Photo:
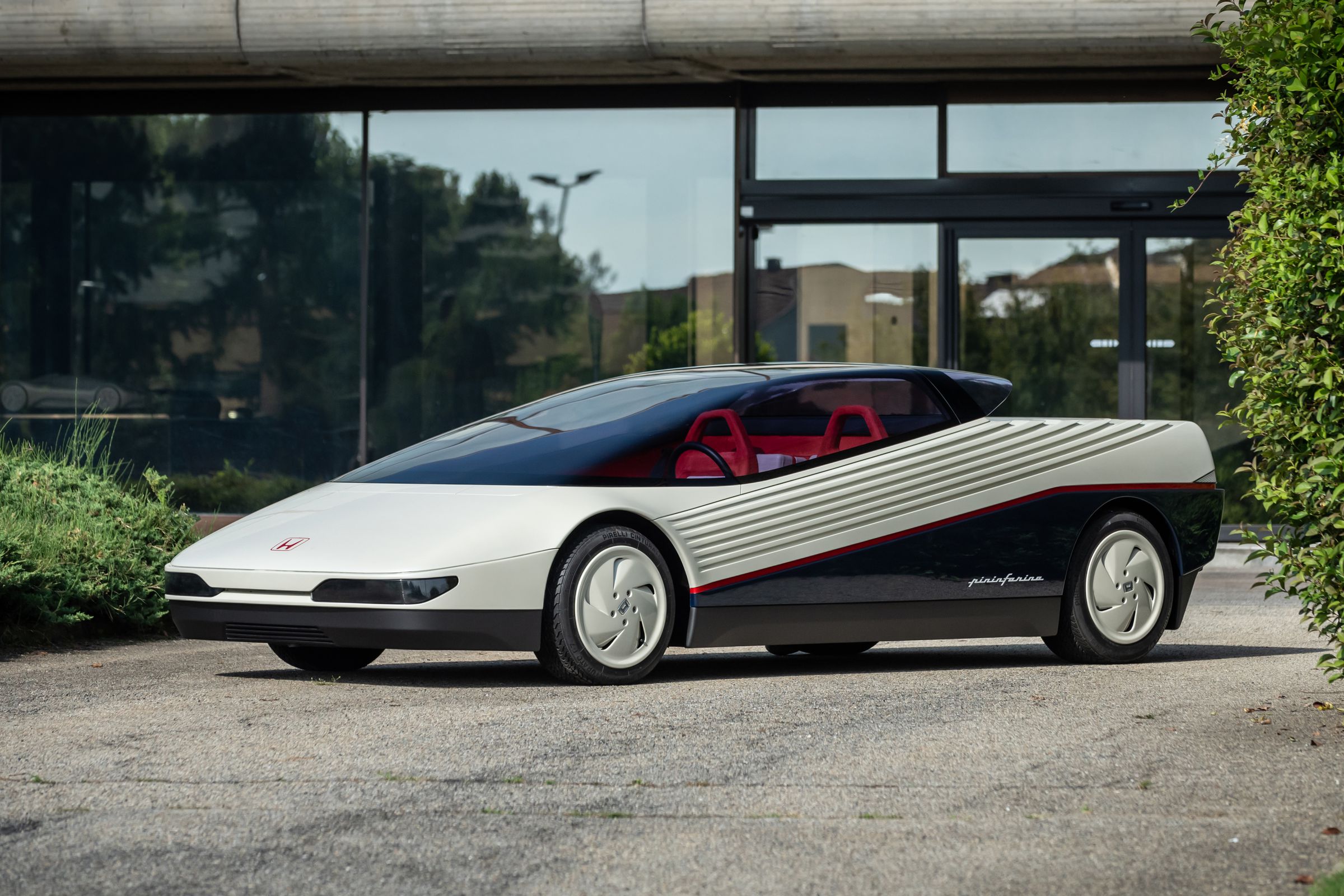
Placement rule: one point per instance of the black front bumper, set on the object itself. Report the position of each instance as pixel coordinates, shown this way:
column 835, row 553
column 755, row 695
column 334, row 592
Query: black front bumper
column 404, row 629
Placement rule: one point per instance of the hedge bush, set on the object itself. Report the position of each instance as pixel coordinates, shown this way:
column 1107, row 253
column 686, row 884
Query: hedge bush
column 82, row 547
column 234, row 489
column 1277, row 314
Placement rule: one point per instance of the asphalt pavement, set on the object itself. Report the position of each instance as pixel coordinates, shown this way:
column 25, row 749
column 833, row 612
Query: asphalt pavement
column 933, row 767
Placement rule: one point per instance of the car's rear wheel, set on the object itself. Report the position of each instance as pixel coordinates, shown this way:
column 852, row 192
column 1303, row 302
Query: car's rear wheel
column 318, row 659
column 1119, row 593
column 610, row 609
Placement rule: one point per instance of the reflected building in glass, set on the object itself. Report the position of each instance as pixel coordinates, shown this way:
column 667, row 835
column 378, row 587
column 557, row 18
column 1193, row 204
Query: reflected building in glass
column 265, row 288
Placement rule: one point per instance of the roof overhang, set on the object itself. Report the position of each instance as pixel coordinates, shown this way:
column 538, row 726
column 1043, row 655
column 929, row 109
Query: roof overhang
column 138, row 43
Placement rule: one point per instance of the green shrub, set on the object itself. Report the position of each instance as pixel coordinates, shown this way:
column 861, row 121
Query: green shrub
column 1277, row 311
column 82, row 548
column 234, row 491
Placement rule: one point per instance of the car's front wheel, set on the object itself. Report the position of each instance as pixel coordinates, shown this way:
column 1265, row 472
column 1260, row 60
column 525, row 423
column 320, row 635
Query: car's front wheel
column 610, row 609
column 1119, row 593
column 318, row 659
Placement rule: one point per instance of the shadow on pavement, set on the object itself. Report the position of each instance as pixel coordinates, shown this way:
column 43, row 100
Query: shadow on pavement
column 525, row 672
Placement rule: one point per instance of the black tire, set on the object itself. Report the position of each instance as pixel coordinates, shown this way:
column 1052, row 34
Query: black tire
column 563, row 654
column 844, row 649
column 318, row 659
column 1080, row 638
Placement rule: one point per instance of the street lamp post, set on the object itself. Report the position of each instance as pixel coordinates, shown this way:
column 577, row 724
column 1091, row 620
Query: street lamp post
column 552, row 180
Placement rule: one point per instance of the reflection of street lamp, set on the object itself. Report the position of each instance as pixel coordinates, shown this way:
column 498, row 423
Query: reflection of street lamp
column 552, row 180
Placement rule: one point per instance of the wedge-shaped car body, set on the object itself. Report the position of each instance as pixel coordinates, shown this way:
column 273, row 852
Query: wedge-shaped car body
column 805, row 507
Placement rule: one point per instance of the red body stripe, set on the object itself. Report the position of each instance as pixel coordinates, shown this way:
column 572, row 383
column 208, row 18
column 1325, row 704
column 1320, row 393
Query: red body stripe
column 835, row 553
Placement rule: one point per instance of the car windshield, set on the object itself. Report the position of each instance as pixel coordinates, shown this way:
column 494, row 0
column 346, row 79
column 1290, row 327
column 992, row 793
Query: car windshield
column 687, row 428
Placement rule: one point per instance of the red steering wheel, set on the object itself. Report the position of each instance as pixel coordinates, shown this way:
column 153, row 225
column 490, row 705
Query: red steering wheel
column 744, row 461
column 831, row 441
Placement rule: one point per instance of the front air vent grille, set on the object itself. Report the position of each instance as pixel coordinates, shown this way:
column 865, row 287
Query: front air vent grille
column 274, row 633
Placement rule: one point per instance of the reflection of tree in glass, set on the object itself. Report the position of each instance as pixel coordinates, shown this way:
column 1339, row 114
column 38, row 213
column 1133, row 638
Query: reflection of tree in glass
column 1187, row 378
column 482, row 307
column 1038, row 332
column 678, row 344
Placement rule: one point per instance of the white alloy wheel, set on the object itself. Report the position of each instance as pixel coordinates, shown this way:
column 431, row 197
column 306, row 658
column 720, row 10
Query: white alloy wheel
column 1126, row 587
column 620, row 606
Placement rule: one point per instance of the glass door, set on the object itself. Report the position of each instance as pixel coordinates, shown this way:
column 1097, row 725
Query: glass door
column 1045, row 314
column 846, row 293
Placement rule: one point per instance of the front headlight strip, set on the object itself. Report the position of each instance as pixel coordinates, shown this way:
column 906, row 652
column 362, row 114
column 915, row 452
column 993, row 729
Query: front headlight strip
column 384, row 590
column 187, row 585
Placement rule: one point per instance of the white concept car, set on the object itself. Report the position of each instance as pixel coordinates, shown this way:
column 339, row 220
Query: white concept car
column 815, row 508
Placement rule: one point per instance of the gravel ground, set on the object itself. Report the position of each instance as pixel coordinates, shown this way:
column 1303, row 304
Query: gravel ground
column 949, row 767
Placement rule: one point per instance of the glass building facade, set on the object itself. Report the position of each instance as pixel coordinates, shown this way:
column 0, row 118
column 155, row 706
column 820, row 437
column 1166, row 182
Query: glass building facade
column 268, row 300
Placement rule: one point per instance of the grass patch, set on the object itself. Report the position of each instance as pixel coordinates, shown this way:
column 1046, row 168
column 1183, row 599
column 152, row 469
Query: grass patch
column 1331, row 884
column 82, row 543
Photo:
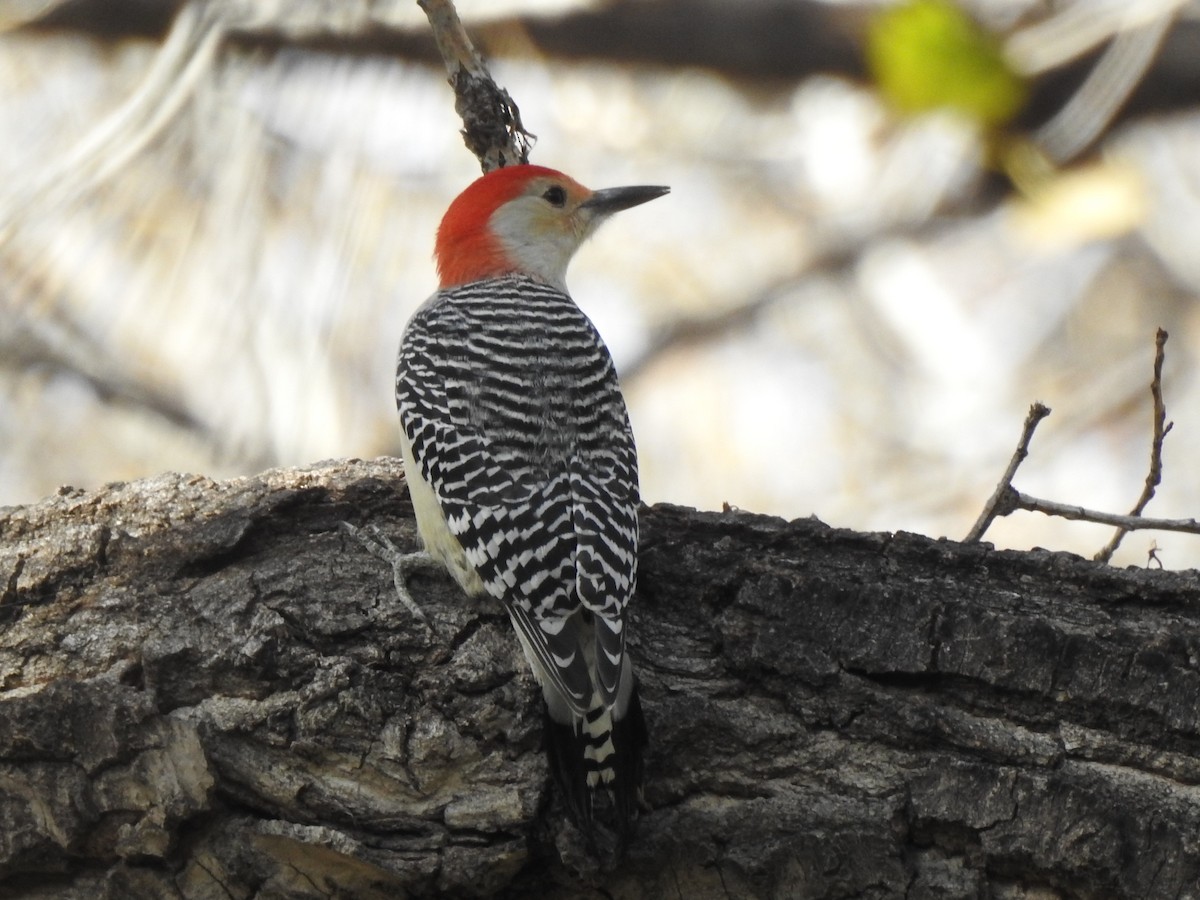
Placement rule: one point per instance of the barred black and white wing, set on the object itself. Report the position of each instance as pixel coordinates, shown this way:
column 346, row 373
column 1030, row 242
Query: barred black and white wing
column 513, row 413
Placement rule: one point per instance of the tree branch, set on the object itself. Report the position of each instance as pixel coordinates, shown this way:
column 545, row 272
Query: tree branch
column 208, row 687
column 1001, row 501
column 1161, row 427
column 492, row 127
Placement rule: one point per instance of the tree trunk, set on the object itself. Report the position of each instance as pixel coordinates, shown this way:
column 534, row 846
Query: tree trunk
column 210, row 690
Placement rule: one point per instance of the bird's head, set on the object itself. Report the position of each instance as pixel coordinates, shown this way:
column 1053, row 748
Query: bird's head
column 525, row 219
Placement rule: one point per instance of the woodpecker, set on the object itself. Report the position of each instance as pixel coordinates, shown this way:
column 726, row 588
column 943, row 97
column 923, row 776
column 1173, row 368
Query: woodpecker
column 521, row 465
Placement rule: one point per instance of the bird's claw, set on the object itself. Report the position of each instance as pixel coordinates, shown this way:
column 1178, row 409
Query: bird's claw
column 378, row 545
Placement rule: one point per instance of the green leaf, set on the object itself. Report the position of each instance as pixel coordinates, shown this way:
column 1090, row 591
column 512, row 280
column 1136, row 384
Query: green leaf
column 930, row 54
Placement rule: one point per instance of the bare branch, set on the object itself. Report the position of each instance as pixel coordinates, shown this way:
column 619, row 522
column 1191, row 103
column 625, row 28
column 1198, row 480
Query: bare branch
column 492, row 127
column 1156, row 447
column 1003, row 498
column 1129, row 523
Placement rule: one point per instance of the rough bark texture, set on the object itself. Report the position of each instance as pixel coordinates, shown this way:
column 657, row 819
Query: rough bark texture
column 209, row 690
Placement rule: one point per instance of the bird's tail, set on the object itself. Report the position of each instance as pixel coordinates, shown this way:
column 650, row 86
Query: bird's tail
column 597, row 763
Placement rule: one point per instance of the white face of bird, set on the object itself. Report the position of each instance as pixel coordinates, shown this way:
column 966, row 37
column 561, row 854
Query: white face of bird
column 541, row 228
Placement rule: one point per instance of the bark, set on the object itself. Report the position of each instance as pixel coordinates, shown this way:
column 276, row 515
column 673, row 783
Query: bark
column 210, row 690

# WHAT IS BEING ASKED
Omit every picture while printing the data word for word.

# TASK ANSWER
Photo:
Placement rule: one point per instance of the black front bumper, set on the object itself. Report the position of each instance as pixel coordinates, shown this way:
column 835, row 553
column 755, row 695
column 334, row 592
Query: black front bumper
column 404, row 629
Placement rule: one point per instance of the hedge bush, set on the object itself. Report the position of each instance as pixel coordinates, shown this way:
column 1107, row 253
column 686, row 884
Query: hedge bush
column 82, row 547
column 234, row 489
column 1277, row 314
Placement rule: one point per instance of the asphalt pavement, set on the object itself. Report the position of each instance as pixel coordinates, shown this way:
column 25, row 749
column 833, row 612
Query: asphalt pavement
column 933, row 767
Placement rule: one point per instance of the car's rear wheel, set on the object itself. Report the position of each instance as pixel coordinates, shown this way:
column 852, row 192
column 1303, row 302
Query: car's rear wheel
column 318, row 659
column 1119, row 593
column 610, row 609
Placement rule: one point per instance of the reflected building in glass, set on the object itself. Report the position of each instance as pixel coordinates, shown this way:
column 667, row 835
column 378, row 587
column 557, row 18
column 1193, row 204
Query: reflected building in glass
column 265, row 288
Placement rule: one point per instance of the roof overhang, set on the object itself. Report the position of each instance as pixel coordinates, shown this way:
column 538, row 726
column 1043, row 655
column 929, row 109
Query: roof overhang
column 138, row 43
Placement rule: one point per instance of the green shrub, set on the object itself. Report the position of each instance as pixel coordinates, shown this way:
column 861, row 121
Query: green shrub
column 1277, row 311
column 82, row 548
column 234, row 491
Placement rule: one point per instance of the car's front wheel, set on the object itself. Report the position of each instance as pixel coordinates, shown this way:
column 1265, row 472
column 1260, row 60
column 525, row 423
column 320, row 635
Query: car's front wheel
column 610, row 609
column 1119, row 593
column 318, row 659
Placement rule: one point per instance of the shadow on pavement, set on the object itself. Report the position of each instance as pixel coordinates, shown this way:
column 43, row 100
Query: shadow on pavement
column 525, row 672
Placement rule: one point per instance of the black tire, set on the object itself. Report the position of each instance as pixel coordinates, shown this way:
column 1052, row 34
Query: black tire
column 563, row 654
column 844, row 649
column 318, row 659
column 1080, row 638
Placement rule: one point per instance of the street lamp post, set on the object itself. Report the position of each instance as pixel coordinates, shown this way:
column 577, row 724
column 1091, row 620
Query: street lamp post
column 552, row 180
Placement rule: one point per instance of the reflection of street lamp, set on the object itself. Report the position of each instance as pixel coordinates, shown this way:
column 498, row 423
Query: reflection of street lamp
column 552, row 180
Placement rule: one point per instance of the wedge-shaped car body, set on the object itself. Report the position of each instance as pixel coordinates, shown this way:
column 273, row 852
Query: wedge-shaped car body
column 805, row 507
Placement rule: one point per instance of the red body stripe, set on the object itself. Report the position of each instance as pixel coordinates, shown this way:
column 572, row 383
column 208, row 18
column 1325, row 704
column 1320, row 393
Query: red body stripe
column 835, row 553
Placement rule: one point per instance of the car windshield, set on the object itself. Report the position of each instance as pixel coordinates, shown this way:
column 494, row 0
column 346, row 79
column 1290, row 327
column 992, row 793
Query: car windshield
column 687, row 428
Placement rule: one point per instance of the red steering wheel, set on the object itself. Report the position of each instance as pixel coordinates, shown this way:
column 153, row 225
column 490, row 705
Query: red steering wheel
column 744, row 461
column 831, row 441
Placement rule: one point per instance of the front air vent grille, set on the object itself. Report the position of each instance as pixel coordinates, shown this way:
column 865, row 287
Query: front air vent grille
column 274, row 633
Placement rule: one point per instance of the reflection of tree in glass, set on the object itself. Report the position of each instance as pixel coordinates, shown this way:
column 1339, row 114
column 38, row 213
column 1133, row 638
Query: reflection of tree in glass
column 1187, row 378
column 482, row 307
column 1038, row 332
column 678, row 344
Placement rule: one point per instance of the white alloy wheel, set on the object itself. Report the position of each instance as pixel coordinates, shown this way:
column 431, row 197
column 306, row 658
column 720, row 10
Query: white alloy wheel
column 1126, row 587
column 620, row 606
Placement rule: one point per instance of the glass door, set on the object itself. Report the position of each instance as pixel coordinates, shown this way:
column 1097, row 725
Query: glass door
column 1045, row 314
column 846, row 293
Placement rule: one point per instance of the front headlight strip, set on the object itself. Report the position of each instance as pixel coordinates, shown this way:
column 906, row 652
column 362, row 114
column 915, row 452
column 993, row 729
Query: front headlight strip
column 384, row 590
column 187, row 585
Placement rule: one point per instance of the white concept car, set on the object itself. Report the position of each instance as pixel coordinates, shown this way:
column 339, row 220
Query: white concept car
column 815, row 508
Placement rule: one point per instance of the gravel ground, set on the object itself. Report the position of each instance as pixel coordinates, shown this way:
column 1303, row 304
Query: gravel ground
column 949, row 767
Placement rule: one point per instance of the glass building facade, set on the object itself. Report the position of each instance as pixel coordinates, shown this way:
column 0, row 118
column 155, row 706
column 820, row 437
column 1166, row 182
Query: glass building facade
column 268, row 300
Placement rule: one point per instance of the grass patch, set on the object itself. Report the position of each instance as pixel coordinates, shown this way:
column 1046, row 168
column 1183, row 599
column 152, row 469
Query: grass patch
column 1331, row 884
column 82, row 543
Photo:
Placement rule: one point per instance of the barred black and white wing, set on the object itself. Report the position of each instance as pixel coordinates, shown this way:
column 346, row 373
column 1030, row 242
Query: barred black and white wing
column 513, row 413
Placement rule: one point per instance of the tree branch, set on the object itself. Report the position of each instance as pixel coordinates, shown this way:
column 545, row 272
Query: tree branch
column 208, row 687
column 1001, row 501
column 1161, row 427
column 492, row 127
Placement rule: one point per instance of the tree trunk, set on the object itself. Report the position of each instance as pixel coordinates, shown this way:
column 534, row 846
Query: tree trunk
column 210, row 690
Placement rule: one point per instance of the bird's head, set on the object itself. Report the position of each instance as pixel coordinates, shown this way:
column 1053, row 748
Query: bird's head
column 525, row 219
Placement rule: one point per instance of the woodpecker, set on the object itself. Report the position of each instance as pixel coordinates, shown this way:
column 726, row 588
column 943, row 97
column 923, row 776
column 1173, row 368
Query: woodpecker
column 521, row 465
Placement rule: one point per instance of the bird's claw, set on the object itself. Report the position of each instance as pixel coordinates, shown this way:
column 1178, row 409
Query: bird's claw
column 378, row 545
Placement rule: one point per instance of the green leaf, set on the object itself. Report the position of each instance as pixel coordinates, shown this way:
column 1090, row 591
column 512, row 280
column 1136, row 384
Query: green leaf
column 930, row 54
Placement rule: one point per instance of the bare branch, set on the object itself. Report the position of each instance as pixel coordinates, shown this way:
column 619, row 522
column 1191, row 103
column 625, row 28
column 1198, row 480
Query: bare branch
column 492, row 127
column 1156, row 447
column 1003, row 498
column 1129, row 523
Placement rule: one point per instance of the rough bark texture, set on the object itself. Report the position of each instance as pixel coordinates, shown this way:
column 657, row 819
Query: rough bark texture
column 209, row 690
Placement rule: one point per instance of the bird's tail, set on the object itself. Report the position of each instance as pixel coordinates, shown this way:
column 650, row 86
Query: bird's tail
column 597, row 763
Placement rule: one point per instance of the white face of bird, set on the object itself. Report the position of each instance as pixel coordinates, shown this way:
column 966, row 37
column 561, row 854
Query: white face of bird
column 541, row 228
Placement rule: one point per instance of the bark, set on the object itself. Report the position of each instance as pixel coordinates, shown this way:
column 276, row 515
column 673, row 783
Query: bark
column 210, row 690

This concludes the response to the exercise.